Tandis que "Retour du Mal" déploie en effet cet aspect sauvage (à peine tempéré par la flûte de Sophie) et "Des Lignes et des Hommes" met en avant les travers les plus belliqueux de l'humanité, notamment depuis la Première Guerre Mondiale (riff magmaesque grandiose et final guerrier magistral), d'autres titres jouent encore davantage la carte mélodique avec brio. "Devenir" possède un très beau refrain pop en choeur, des arpèges acoustiques splendides et sombrement réverbérés introduisent "Peur du Vide" et "Que la Lumière Soit", peut-être les deux meilleurs titres de l'ensemble. Ce dernier, planant d'abord puis peu à peu musclé, éclate en son pont haletant, avec un duo Serge-Loïc pour des guitare et clavecin de folie. Et que dire de "Peur du Vide", où Jérôme ouvre dans le folk noir, avant que Sophie prenne le relais en majesté sur le départ rock, leur tandem officiant au meilleur, cependant que Serge côtoie des cimes habitées par des gens comme Steve Rothery (MARILLION) nettement plus que John Petrucci (DREAM THEATER) ?

○ ○ ○ ○ ○ ○ ○

__Objet de l'exercice__:
Traduisez en anglais la phrase suivante de la chronique musicale : « Ce dernier, planant d'abord puis peu à peu musclé, éclate en son pont haletant, avec un duo Serge-Loïc pour des guitare et clavecin de folie. »

__Entrées enregistrées__:
○ ○ ○ ○ ○ ○ ○

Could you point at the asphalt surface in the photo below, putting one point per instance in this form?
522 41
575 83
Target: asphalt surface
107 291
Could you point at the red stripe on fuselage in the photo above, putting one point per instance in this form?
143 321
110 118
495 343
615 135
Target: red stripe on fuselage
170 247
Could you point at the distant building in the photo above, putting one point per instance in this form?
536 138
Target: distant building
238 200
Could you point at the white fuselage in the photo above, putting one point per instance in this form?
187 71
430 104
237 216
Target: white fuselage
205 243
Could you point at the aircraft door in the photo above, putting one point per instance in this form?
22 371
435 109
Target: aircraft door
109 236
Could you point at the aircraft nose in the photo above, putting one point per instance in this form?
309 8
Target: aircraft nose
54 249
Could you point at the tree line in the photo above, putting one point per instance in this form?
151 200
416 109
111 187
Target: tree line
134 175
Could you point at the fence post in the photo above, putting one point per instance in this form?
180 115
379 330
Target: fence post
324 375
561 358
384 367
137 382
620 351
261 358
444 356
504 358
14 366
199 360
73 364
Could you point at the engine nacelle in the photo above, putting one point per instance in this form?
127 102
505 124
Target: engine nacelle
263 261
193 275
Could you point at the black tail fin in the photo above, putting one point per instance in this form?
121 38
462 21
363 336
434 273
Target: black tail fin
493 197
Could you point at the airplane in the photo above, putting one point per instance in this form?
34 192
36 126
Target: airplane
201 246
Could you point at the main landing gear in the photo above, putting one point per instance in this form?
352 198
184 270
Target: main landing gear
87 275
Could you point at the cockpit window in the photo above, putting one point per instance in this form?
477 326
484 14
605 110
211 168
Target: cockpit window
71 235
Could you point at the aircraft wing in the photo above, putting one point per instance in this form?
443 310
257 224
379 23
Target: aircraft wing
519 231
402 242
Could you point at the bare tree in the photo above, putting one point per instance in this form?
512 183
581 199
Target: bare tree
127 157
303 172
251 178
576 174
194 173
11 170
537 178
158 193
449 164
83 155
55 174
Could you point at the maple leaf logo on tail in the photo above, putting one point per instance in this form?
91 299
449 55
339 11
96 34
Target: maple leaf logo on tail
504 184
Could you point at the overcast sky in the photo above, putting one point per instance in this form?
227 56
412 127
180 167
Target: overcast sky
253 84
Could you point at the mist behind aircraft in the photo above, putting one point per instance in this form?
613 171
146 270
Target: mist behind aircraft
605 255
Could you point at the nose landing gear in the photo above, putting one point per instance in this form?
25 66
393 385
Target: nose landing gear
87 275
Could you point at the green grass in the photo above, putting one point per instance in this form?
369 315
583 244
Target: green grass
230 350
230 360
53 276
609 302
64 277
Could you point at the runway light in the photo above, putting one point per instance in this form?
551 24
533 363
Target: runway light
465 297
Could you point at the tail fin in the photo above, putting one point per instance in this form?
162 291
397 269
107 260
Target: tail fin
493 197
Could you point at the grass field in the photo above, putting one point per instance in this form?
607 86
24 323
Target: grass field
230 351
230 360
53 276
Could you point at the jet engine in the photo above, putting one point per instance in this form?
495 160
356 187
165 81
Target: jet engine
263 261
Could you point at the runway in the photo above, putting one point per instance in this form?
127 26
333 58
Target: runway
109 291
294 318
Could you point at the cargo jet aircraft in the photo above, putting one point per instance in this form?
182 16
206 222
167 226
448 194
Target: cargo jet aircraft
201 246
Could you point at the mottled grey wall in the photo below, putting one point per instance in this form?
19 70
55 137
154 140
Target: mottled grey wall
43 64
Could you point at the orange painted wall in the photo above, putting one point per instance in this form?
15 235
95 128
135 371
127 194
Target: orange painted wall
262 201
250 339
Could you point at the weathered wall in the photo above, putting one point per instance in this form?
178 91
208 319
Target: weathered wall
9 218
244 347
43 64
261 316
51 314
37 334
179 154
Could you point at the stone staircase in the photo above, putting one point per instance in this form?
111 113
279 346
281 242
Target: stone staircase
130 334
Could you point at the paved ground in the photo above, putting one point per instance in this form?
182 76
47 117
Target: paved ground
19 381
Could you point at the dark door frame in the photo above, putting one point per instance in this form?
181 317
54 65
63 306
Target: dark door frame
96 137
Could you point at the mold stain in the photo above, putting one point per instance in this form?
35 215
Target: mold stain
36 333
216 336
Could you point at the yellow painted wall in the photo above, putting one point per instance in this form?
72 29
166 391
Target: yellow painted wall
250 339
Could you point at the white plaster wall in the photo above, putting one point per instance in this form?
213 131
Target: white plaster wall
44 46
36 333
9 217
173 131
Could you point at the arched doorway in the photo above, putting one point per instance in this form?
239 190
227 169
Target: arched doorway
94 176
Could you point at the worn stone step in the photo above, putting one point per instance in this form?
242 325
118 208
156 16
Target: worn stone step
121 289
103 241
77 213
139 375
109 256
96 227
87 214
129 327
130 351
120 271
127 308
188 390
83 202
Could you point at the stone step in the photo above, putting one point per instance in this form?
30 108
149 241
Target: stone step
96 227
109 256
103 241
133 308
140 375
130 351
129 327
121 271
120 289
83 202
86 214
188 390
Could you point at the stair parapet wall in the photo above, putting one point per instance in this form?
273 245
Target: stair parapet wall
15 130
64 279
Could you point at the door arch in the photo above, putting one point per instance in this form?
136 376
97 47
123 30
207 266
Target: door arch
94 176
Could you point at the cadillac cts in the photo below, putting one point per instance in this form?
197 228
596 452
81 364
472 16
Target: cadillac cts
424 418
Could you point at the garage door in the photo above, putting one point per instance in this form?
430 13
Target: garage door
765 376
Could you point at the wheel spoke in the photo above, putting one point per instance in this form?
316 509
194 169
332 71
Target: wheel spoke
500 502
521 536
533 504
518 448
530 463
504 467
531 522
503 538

○ ○ ○ ○ ○ ○ ○

__Réponse attendue__:
The latter, spacey at first and then gradually gaining muscle, bursts open in its breathless bridge, with a Serge-Loïc duo delivering wild guitar and harpsichord.